When a line in the listing below contains the word "badge", return a copy of that line.

┌──

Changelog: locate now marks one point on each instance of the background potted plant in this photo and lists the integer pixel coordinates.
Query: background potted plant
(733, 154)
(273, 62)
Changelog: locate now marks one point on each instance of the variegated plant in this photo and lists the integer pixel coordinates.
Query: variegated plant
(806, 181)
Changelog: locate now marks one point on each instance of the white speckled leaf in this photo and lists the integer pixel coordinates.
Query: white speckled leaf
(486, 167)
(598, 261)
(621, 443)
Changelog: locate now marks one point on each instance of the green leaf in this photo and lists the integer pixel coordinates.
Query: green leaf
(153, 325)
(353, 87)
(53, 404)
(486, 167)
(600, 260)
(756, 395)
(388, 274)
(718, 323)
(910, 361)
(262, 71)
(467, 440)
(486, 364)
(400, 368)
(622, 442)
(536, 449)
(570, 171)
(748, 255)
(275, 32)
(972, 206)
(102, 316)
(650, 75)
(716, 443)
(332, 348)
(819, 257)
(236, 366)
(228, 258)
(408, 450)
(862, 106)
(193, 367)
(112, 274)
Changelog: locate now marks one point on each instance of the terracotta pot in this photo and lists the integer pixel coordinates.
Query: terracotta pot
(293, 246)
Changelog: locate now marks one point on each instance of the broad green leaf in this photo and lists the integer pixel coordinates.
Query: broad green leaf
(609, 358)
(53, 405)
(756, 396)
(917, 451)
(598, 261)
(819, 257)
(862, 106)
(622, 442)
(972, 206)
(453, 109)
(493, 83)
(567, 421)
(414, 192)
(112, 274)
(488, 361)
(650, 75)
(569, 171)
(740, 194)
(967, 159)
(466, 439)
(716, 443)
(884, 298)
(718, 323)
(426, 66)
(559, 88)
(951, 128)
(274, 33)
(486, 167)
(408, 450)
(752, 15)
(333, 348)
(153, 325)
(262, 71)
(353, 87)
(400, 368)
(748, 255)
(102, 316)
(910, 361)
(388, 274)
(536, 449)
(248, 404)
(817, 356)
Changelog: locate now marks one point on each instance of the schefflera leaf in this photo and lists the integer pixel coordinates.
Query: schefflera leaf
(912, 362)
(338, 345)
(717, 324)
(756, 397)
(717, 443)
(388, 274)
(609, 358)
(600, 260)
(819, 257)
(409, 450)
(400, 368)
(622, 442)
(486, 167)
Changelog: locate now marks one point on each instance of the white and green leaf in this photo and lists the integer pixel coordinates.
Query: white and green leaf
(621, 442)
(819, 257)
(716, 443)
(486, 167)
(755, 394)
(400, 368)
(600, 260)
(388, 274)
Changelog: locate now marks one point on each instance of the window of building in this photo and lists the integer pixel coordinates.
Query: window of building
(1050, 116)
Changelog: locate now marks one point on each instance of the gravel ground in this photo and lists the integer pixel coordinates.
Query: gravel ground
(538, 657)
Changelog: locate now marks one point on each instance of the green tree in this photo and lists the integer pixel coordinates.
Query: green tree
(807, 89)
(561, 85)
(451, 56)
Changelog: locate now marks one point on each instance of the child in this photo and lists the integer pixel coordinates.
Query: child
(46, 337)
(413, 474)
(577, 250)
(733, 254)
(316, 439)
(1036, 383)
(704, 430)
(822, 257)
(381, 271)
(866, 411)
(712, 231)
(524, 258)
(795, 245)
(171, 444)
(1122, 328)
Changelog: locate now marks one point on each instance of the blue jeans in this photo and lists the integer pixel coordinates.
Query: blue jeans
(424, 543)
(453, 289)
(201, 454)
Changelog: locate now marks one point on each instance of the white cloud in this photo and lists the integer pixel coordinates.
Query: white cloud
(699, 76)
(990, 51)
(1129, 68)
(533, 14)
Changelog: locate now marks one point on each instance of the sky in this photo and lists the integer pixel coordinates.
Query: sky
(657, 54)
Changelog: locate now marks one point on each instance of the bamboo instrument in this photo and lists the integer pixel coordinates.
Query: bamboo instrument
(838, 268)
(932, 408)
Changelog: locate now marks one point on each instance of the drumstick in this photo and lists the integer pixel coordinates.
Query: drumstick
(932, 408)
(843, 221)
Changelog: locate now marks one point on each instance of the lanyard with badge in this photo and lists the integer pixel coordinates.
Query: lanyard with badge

└──

● Answer for the task
Changelog: locate now marks one point on each instance of the lanyard with badge in this photo and lists the integer pixel coordinates.
Query: lanyard with badge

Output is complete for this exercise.